§ **SUPPLIED RECORDS**:
►

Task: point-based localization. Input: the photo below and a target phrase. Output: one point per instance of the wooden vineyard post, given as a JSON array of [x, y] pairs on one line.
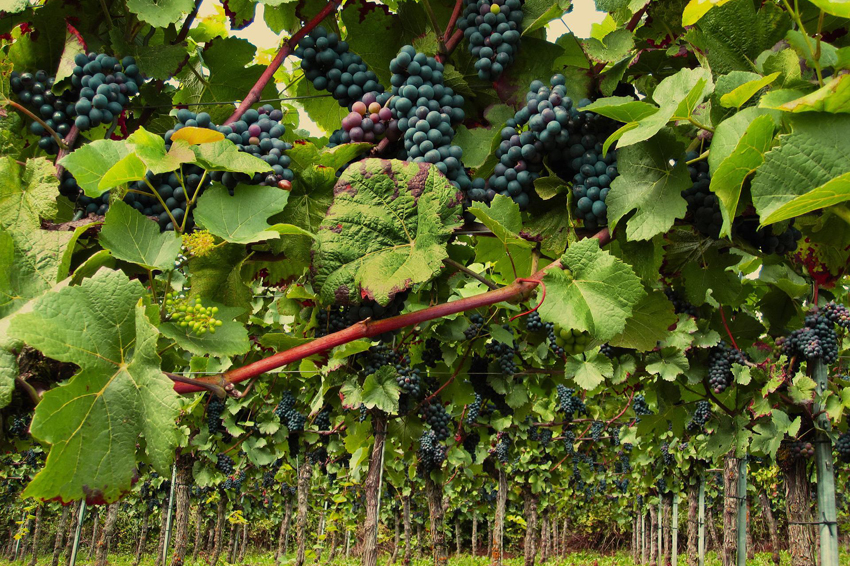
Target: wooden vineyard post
[[170, 513], [742, 512], [674, 531], [702, 520], [827, 519], [77, 533]]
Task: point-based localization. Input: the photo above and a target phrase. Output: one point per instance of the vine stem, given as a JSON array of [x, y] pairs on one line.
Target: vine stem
[[287, 48], [59, 141], [369, 328]]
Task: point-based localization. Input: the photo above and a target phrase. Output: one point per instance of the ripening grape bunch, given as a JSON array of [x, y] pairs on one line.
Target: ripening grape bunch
[[493, 31], [435, 415], [720, 360], [569, 402], [842, 446], [35, 91], [328, 63], [224, 463]]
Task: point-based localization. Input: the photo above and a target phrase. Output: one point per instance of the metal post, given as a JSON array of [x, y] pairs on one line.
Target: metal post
[[674, 530], [742, 512], [170, 510], [77, 533], [828, 526], [702, 520]]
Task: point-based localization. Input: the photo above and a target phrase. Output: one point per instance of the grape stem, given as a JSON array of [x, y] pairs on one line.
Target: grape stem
[[518, 290], [287, 48], [59, 141]]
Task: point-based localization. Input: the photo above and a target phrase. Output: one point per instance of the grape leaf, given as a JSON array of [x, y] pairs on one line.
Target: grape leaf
[[159, 13], [89, 163], [94, 422], [131, 236], [385, 231], [27, 194], [381, 391], [595, 292], [589, 370], [807, 158], [649, 323], [8, 372], [727, 182], [242, 218], [229, 339], [649, 184]]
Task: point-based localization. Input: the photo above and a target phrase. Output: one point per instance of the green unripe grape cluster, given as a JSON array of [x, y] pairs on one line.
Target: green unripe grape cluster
[[192, 314], [571, 340]]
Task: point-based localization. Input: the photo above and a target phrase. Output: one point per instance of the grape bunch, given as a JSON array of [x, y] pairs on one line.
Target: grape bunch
[[328, 63], [192, 315], [701, 415], [571, 341], [476, 322], [680, 304], [798, 449], [720, 361], [432, 352], [323, 419], [640, 406], [570, 403], [259, 133], [492, 28], [19, 427], [503, 445], [105, 85], [534, 323], [474, 409], [285, 411], [842, 446], [409, 380], [703, 205], [214, 410], [224, 463], [426, 110], [35, 91], [596, 429], [432, 454], [817, 339], [504, 354], [369, 120], [435, 415]]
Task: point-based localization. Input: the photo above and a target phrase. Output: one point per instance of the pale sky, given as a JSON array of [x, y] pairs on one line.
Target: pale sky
[[580, 20]]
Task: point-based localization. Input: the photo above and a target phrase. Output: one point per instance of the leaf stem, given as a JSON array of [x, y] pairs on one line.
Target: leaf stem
[[256, 91], [464, 269], [518, 290], [693, 121], [162, 202], [59, 141]]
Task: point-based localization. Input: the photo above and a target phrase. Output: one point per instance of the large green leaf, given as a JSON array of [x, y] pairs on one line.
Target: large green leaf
[[94, 423], [132, 237], [159, 13], [243, 217], [27, 194], [727, 182], [595, 291], [386, 230], [650, 185], [89, 163], [809, 157]]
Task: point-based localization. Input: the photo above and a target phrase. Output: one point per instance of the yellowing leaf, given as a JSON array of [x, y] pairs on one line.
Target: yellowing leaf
[[193, 135]]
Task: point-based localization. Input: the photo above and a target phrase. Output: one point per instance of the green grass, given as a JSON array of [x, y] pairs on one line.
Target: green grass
[[585, 558]]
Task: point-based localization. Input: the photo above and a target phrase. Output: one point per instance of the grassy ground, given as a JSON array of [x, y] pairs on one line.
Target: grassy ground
[[573, 559]]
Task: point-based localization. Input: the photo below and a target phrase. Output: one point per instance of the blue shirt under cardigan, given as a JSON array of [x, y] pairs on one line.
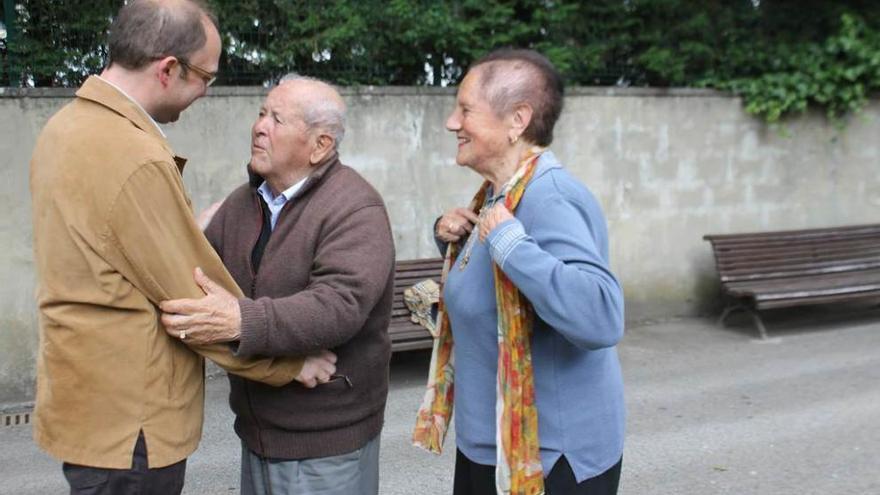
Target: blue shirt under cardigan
[[556, 252]]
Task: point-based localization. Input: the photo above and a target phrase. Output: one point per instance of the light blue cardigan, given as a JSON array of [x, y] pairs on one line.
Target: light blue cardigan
[[556, 252]]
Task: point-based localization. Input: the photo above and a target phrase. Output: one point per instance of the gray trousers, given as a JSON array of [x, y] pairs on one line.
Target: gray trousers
[[353, 473]]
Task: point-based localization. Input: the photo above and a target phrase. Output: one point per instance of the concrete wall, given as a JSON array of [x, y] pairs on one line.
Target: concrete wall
[[668, 167]]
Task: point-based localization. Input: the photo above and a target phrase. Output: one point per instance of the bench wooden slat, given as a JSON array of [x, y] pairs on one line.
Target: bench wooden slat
[[406, 335], [796, 267]]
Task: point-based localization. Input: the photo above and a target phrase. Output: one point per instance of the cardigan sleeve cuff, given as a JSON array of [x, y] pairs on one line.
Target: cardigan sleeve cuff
[[504, 239], [253, 339]]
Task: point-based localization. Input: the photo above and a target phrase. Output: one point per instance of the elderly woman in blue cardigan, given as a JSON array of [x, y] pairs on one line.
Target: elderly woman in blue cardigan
[[528, 299]]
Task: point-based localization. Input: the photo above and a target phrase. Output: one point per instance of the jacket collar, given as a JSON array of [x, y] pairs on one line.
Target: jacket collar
[[317, 175], [103, 93]]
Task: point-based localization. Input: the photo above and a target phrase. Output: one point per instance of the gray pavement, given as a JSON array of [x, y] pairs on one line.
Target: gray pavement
[[711, 411]]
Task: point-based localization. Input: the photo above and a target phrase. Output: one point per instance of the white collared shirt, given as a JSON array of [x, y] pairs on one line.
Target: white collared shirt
[[137, 104], [276, 203]]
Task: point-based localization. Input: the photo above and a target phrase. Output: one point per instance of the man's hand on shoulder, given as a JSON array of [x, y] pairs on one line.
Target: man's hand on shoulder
[[213, 318]]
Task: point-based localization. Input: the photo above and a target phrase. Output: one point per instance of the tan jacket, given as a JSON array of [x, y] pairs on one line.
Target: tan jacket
[[114, 235]]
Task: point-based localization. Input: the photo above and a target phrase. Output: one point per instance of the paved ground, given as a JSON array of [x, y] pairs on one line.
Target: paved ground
[[711, 411]]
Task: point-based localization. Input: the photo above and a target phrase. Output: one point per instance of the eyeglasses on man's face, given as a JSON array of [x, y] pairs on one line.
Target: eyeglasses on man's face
[[207, 76]]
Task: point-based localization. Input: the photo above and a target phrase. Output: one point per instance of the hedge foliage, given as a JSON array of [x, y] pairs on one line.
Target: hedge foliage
[[781, 56]]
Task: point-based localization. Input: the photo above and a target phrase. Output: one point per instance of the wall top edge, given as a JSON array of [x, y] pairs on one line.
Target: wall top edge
[[227, 91]]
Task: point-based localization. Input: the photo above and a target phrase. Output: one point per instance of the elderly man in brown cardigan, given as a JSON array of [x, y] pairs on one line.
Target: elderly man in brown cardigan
[[118, 400], [309, 242]]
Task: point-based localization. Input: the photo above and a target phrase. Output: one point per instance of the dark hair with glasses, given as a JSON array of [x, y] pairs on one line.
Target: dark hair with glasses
[[145, 30]]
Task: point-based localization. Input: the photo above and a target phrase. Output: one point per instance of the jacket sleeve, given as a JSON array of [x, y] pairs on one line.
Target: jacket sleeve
[[157, 245], [559, 267], [352, 265]]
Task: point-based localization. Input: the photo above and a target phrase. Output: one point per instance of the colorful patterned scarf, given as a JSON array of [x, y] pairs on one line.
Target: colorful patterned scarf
[[518, 470]]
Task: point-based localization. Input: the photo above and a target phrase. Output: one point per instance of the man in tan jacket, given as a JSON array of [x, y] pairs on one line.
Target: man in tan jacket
[[118, 400]]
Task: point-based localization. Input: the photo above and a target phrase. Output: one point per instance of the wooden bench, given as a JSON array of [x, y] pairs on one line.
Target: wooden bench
[[406, 335], [796, 267]]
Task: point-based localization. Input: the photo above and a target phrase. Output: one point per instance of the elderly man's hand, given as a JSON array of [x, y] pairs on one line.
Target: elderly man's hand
[[455, 223], [497, 215], [213, 318], [317, 369]]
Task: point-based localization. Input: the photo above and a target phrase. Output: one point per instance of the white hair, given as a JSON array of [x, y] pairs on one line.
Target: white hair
[[322, 113]]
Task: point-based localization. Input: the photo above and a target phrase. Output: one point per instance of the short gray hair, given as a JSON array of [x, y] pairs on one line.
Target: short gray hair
[[148, 29], [321, 114], [513, 76]]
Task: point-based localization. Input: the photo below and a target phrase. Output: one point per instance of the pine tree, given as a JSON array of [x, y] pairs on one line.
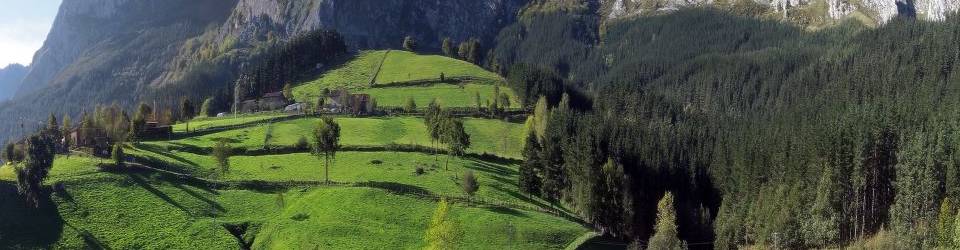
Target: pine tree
[[945, 224], [447, 47], [35, 168], [119, 158], [221, 152], [665, 237], [469, 184], [327, 141], [409, 44], [529, 179]]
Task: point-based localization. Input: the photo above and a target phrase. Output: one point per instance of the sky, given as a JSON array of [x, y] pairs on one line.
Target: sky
[[24, 25]]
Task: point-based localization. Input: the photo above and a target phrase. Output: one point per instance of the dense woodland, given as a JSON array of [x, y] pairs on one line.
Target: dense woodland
[[766, 133]]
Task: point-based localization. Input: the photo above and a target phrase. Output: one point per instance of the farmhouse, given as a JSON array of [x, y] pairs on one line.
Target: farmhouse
[[154, 130], [341, 101], [269, 101]]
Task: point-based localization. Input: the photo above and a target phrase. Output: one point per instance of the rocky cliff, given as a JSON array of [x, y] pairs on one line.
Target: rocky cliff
[[103, 51], [803, 11], [10, 78], [137, 44]]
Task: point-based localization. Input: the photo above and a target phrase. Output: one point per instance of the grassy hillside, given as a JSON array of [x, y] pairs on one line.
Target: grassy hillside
[[382, 202], [361, 75], [403, 66], [448, 95], [210, 122], [487, 136], [363, 218]]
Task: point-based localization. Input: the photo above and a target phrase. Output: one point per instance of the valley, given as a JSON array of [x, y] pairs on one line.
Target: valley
[[387, 180]]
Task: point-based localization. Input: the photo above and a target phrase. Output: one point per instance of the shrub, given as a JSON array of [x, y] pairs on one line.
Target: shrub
[[221, 151], [300, 217], [302, 143], [118, 156], [470, 184], [420, 171]]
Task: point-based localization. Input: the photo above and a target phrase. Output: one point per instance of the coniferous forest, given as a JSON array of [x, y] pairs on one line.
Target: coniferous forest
[[764, 132]]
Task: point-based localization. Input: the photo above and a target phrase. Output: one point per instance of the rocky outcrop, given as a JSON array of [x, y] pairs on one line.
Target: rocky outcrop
[[10, 79], [374, 23], [140, 44], [880, 10]]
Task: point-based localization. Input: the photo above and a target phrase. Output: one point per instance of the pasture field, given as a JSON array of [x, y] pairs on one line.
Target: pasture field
[[404, 66], [131, 211], [364, 218], [448, 95], [140, 210], [211, 122], [64, 167], [487, 136], [355, 74], [380, 199]]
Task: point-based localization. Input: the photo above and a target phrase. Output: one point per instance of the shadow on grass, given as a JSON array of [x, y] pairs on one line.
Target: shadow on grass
[[22, 226], [397, 188], [506, 211], [210, 202], [491, 168], [143, 183], [161, 151], [522, 197], [91, 241]]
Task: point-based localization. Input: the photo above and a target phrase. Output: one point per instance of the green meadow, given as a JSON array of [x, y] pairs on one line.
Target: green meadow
[[387, 182], [402, 67], [487, 136]]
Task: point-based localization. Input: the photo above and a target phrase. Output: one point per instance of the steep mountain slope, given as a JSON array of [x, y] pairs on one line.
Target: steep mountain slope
[[805, 12], [10, 78], [105, 51]]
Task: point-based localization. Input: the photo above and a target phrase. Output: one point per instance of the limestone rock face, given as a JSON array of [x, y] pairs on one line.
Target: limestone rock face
[[375, 23], [139, 44]]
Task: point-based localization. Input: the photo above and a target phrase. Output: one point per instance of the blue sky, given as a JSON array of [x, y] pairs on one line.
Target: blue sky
[[24, 25]]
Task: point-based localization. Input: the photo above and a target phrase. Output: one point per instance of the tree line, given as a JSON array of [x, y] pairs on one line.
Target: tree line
[[764, 133]]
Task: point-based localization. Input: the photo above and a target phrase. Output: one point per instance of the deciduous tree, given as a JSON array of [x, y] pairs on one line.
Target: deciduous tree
[[35, 168], [326, 142]]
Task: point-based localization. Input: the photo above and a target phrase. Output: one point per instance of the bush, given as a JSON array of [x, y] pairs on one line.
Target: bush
[[420, 171], [119, 158], [665, 236], [470, 184], [302, 143], [300, 217]]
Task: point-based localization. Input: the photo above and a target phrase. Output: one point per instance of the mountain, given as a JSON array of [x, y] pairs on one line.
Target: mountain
[[804, 12], [124, 51], [10, 78]]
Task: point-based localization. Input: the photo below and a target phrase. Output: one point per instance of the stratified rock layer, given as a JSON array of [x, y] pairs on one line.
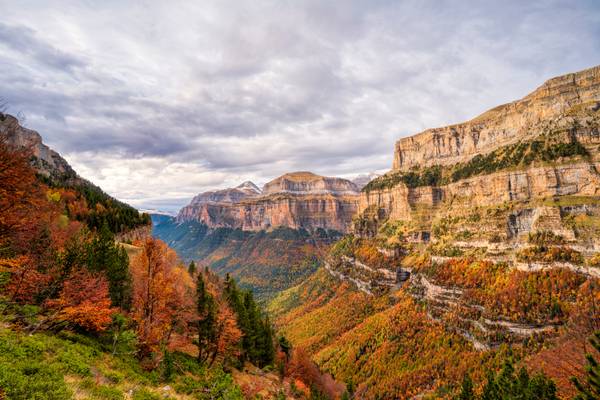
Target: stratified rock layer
[[296, 200], [499, 126], [564, 111]]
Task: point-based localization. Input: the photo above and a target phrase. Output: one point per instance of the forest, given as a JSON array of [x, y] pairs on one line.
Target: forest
[[82, 313]]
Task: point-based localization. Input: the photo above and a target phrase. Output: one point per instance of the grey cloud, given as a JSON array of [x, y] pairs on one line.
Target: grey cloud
[[185, 97], [27, 42]]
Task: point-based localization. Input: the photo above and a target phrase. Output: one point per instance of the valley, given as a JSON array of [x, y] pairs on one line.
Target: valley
[[480, 245], [478, 251]]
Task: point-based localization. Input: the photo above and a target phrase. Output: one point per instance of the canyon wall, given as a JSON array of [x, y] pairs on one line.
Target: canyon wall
[[299, 200], [514, 159], [499, 126]]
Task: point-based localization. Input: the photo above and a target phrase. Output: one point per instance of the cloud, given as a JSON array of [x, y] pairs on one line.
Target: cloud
[[156, 102]]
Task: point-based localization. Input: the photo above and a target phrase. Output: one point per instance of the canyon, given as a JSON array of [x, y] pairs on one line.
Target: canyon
[[297, 200]]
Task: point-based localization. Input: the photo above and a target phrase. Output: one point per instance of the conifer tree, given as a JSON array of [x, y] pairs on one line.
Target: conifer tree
[[590, 389], [207, 315], [105, 256], [466, 391], [192, 268]]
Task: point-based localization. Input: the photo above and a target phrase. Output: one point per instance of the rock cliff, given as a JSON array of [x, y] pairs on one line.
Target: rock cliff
[[47, 161], [299, 200], [500, 126]]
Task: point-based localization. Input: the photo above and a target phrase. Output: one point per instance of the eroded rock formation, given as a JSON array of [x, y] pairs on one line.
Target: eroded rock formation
[[295, 200]]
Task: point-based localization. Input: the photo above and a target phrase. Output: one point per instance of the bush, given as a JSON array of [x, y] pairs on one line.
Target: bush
[[594, 261], [550, 254], [143, 394]]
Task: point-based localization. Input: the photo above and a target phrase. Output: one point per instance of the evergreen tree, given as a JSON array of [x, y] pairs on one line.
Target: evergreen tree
[[285, 346], [106, 256], [590, 389], [466, 391], [192, 268], [507, 386], [207, 316]]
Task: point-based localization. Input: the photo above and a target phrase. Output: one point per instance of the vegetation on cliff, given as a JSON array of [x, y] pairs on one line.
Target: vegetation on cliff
[[546, 148]]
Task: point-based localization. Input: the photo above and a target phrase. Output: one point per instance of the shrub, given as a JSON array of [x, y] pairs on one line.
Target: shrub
[[542, 238], [143, 394]]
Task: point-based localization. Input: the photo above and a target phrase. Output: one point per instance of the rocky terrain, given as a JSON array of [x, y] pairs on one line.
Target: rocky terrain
[[46, 161], [525, 167], [298, 200], [484, 236]]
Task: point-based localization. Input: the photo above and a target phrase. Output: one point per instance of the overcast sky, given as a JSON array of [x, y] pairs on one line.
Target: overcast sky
[[157, 101]]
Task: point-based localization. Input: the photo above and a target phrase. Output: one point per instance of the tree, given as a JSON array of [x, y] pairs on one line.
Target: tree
[[83, 302], [466, 390], [192, 268], [152, 291], [104, 255], [207, 317], [590, 389], [20, 195]]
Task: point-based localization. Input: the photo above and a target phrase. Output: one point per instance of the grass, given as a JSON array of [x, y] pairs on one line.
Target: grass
[[69, 365]]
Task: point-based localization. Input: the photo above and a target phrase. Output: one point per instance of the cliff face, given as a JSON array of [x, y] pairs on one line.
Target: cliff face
[[296, 200], [47, 161], [499, 126], [536, 156]]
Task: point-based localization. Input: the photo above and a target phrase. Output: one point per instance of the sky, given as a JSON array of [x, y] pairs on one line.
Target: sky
[[156, 101]]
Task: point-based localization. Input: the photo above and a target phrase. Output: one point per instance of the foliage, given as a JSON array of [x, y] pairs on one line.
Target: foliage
[[542, 238], [543, 253], [428, 176], [257, 342], [522, 154], [96, 208], [507, 385], [161, 296], [265, 262], [83, 302]]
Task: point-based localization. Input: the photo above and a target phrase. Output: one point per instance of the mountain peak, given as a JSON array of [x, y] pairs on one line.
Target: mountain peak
[[249, 186]]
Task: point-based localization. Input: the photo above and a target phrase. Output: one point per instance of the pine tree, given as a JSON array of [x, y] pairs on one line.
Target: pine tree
[[590, 389], [207, 315], [105, 256], [192, 268], [466, 391]]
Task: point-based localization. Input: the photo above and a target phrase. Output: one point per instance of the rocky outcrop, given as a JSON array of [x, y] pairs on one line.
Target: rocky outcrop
[[493, 149], [46, 161], [299, 200], [499, 126]]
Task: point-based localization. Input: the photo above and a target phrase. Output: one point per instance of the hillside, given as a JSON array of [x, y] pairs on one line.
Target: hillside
[[86, 316], [92, 205], [264, 261], [480, 247]]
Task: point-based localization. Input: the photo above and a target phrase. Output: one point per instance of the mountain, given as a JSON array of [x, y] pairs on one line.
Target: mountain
[[362, 180], [480, 247], [53, 170], [298, 200], [266, 261], [539, 153]]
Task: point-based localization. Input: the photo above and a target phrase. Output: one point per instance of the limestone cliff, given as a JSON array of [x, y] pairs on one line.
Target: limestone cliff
[[295, 200], [500, 126], [538, 156], [47, 161]]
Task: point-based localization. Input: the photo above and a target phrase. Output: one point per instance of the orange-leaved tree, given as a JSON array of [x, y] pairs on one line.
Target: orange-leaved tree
[[83, 301], [155, 295]]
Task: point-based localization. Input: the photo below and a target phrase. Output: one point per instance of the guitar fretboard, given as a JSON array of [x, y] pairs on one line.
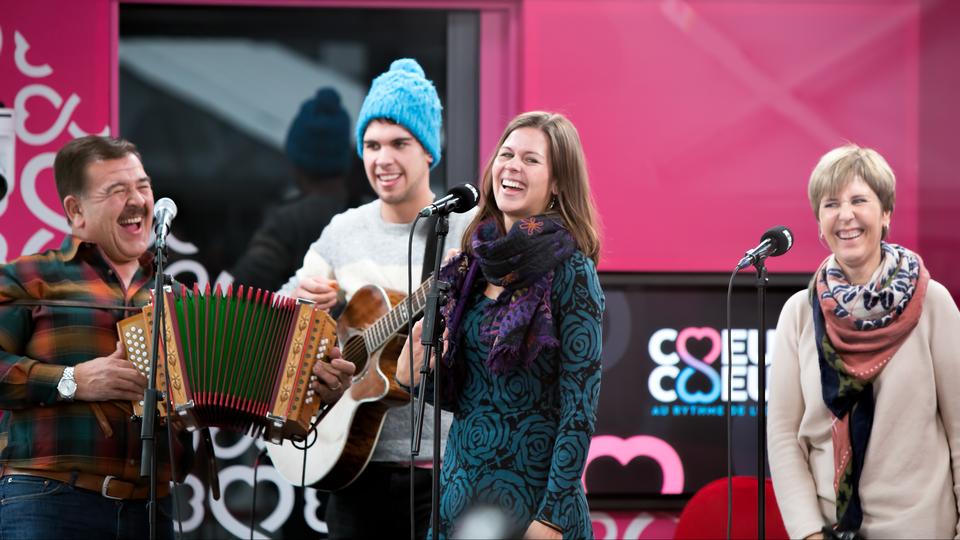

◄

§ **TASK GOAL**: Convert the material from the line with "the green unripe" up to and including the line with "[[192, 314], [571, 340]]" into a two-column CSV with the headers instruction and points. Give one row per item: its text under instruction and its answer under points, each in a single quoted field with line breaks replaced by spaces.

§ **OUTPUT OF THE EXERCISE**:
instruction,points
"Task: point-based localization. Input: the photo above and a target phrase. Output: one point per instance of the green unripe grape cluster, given as a JSON array of [x, y] pairs on one line. Target: green unripe grape cluster","[[192, 314], [571, 340]]"